Would you please set down the lines of the data from the one containing "Query: white flower cluster" to the final line, exactly and only those?

Records excerpted from a collection:
*** Begin section ***
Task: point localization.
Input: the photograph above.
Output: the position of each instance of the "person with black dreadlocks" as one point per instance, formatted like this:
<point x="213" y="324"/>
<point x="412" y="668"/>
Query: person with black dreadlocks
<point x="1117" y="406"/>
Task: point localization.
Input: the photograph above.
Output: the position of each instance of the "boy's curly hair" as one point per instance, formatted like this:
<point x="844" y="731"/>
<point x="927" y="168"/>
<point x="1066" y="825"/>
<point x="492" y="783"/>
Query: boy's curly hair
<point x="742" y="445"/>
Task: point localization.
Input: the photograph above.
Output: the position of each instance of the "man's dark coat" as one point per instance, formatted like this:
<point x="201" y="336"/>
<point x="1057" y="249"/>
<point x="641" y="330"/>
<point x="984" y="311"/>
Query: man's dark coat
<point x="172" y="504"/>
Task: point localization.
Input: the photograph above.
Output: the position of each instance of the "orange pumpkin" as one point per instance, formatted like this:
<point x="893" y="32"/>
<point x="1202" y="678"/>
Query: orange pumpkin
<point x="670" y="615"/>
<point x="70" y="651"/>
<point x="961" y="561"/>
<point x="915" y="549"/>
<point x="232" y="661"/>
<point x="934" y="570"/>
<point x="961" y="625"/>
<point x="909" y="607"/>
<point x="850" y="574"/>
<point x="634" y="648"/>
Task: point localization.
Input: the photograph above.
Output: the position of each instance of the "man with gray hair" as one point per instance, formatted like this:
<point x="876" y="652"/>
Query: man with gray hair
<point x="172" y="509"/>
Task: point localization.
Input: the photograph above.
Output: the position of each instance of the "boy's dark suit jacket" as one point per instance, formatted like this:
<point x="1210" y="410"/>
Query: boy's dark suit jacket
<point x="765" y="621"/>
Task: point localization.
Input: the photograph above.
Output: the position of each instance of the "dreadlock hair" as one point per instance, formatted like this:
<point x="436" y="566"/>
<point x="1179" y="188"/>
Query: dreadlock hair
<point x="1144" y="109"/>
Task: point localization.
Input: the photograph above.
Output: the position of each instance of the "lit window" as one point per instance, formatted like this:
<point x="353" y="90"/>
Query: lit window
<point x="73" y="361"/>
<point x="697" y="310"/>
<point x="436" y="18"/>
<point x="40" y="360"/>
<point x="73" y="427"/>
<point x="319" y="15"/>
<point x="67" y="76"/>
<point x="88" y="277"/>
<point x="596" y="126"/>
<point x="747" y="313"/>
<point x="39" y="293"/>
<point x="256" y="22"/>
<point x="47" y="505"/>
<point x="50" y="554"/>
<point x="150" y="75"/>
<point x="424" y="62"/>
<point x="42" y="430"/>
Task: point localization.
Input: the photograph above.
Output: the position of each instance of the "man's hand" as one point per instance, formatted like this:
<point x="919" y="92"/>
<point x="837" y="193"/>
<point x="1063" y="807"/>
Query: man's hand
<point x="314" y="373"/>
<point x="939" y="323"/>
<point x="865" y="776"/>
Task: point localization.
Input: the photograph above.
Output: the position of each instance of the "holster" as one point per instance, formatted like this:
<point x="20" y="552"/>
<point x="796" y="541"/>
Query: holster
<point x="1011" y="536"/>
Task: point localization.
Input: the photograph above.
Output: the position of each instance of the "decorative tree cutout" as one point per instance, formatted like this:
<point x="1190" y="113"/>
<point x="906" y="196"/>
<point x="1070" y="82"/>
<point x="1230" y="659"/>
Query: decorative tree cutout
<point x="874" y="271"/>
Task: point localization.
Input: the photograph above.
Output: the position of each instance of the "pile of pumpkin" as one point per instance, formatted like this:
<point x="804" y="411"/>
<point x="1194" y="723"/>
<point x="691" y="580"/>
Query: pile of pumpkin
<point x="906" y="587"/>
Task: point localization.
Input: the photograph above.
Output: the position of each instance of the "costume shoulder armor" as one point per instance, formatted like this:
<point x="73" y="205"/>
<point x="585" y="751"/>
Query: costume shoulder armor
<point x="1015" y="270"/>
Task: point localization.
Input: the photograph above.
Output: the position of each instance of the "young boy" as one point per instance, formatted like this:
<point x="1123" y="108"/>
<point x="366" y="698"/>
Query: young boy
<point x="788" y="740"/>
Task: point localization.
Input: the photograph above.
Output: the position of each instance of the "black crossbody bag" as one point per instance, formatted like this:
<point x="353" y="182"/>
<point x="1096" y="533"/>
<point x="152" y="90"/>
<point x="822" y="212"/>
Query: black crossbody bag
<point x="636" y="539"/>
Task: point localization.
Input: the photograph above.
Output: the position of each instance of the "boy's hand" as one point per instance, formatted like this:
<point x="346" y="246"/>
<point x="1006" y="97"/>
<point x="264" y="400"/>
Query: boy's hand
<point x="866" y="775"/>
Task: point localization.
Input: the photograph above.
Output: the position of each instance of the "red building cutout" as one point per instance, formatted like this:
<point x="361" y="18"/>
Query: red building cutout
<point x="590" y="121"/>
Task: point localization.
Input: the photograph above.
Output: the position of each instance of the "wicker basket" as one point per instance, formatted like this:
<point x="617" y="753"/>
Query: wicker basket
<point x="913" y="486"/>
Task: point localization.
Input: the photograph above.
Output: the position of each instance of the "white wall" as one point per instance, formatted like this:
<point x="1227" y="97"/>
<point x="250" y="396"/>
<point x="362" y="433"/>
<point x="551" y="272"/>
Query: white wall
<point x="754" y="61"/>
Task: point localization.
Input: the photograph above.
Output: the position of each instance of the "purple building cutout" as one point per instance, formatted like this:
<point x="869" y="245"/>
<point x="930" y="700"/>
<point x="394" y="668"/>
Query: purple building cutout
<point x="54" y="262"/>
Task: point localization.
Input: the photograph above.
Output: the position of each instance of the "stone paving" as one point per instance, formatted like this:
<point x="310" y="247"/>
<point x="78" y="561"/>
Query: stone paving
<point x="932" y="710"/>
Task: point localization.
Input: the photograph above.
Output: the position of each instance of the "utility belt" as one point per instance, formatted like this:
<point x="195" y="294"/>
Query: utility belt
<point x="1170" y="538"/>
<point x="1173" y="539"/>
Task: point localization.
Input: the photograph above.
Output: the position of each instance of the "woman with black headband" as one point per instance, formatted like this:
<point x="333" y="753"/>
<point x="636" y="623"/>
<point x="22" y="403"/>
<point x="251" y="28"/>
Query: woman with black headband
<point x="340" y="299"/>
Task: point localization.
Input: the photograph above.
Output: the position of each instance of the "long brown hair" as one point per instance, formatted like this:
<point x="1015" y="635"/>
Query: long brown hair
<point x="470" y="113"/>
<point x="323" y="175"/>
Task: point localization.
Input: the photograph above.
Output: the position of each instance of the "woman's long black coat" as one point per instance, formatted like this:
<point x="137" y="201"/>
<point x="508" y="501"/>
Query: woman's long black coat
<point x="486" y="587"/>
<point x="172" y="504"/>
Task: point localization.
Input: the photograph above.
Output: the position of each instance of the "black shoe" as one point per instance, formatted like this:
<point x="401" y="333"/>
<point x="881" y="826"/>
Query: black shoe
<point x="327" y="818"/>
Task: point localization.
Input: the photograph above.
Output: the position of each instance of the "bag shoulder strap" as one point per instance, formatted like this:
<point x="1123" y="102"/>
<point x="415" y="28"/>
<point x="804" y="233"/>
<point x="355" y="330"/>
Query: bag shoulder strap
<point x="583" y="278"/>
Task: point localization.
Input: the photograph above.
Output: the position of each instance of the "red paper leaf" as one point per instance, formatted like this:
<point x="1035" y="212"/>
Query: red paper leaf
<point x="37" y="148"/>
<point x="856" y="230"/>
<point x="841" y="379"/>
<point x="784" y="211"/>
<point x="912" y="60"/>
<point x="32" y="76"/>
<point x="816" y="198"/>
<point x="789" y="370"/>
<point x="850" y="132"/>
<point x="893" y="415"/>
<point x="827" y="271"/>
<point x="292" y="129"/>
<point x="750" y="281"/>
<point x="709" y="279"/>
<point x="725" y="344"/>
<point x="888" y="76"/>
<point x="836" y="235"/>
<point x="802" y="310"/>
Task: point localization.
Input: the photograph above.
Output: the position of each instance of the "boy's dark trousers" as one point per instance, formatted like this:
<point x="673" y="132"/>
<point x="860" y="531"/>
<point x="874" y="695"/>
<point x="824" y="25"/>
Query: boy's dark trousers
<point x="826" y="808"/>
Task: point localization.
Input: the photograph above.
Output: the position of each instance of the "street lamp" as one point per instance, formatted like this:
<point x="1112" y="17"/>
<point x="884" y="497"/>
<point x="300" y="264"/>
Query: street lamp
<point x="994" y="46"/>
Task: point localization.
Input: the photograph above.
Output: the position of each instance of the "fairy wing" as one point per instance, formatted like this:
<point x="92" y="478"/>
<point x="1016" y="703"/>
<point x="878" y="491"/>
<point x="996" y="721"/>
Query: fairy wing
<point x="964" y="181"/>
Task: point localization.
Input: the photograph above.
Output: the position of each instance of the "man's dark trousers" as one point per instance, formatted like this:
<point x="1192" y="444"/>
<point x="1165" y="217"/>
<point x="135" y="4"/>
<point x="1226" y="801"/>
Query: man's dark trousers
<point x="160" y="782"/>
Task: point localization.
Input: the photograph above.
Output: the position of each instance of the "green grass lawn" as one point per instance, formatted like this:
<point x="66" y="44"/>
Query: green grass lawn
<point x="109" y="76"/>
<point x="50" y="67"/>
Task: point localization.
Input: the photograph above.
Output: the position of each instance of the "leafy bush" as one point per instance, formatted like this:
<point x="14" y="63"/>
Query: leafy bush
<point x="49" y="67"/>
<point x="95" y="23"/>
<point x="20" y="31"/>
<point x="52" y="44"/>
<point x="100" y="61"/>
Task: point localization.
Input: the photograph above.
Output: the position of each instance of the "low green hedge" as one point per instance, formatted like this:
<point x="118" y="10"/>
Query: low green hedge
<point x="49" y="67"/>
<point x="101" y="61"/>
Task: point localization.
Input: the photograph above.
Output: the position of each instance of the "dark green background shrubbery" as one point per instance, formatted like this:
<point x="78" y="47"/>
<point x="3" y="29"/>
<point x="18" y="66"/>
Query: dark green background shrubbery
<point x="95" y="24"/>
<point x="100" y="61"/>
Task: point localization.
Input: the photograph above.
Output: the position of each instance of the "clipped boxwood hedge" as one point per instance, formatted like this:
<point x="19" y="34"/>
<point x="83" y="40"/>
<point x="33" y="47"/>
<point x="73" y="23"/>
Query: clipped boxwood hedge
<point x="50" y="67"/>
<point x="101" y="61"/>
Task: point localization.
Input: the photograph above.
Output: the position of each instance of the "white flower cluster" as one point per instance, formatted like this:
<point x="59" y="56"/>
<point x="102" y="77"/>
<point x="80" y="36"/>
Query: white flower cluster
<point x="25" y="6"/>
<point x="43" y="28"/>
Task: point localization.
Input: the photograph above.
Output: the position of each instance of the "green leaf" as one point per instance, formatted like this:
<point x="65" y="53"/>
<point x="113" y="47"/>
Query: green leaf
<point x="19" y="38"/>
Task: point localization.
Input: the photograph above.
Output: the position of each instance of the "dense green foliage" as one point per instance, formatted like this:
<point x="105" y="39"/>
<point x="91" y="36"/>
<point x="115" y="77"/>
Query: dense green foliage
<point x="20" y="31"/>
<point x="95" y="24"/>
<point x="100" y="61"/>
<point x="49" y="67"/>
*** End section ***
Response for this exercise:
Query: white flower cluster
<point x="25" y="6"/>
<point x="43" y="28"/>
Task: point localization.
Input: the photograph above.
Output: the position of each instance of the "green leaf" as one point per instance, formatted like this:
<point x="65" y="53"/>
<point x="113" y="47"/>
Query: green leaf
<point x="19" y="38"/>
Task: point localization.
Input: the photograph above.
Output: the position of each instance of the "dense green foliage" as one point per instance, formatted like this:
<point x="105" y="39"/>
<point x="91" y="36"/>
<point x="115" y="77"/>
Query: dense green foliage
<point x="20" y="31"/>
<point x="95" y="24"/>
<point x="100" y="61"/>
<point x="49" y="67"/>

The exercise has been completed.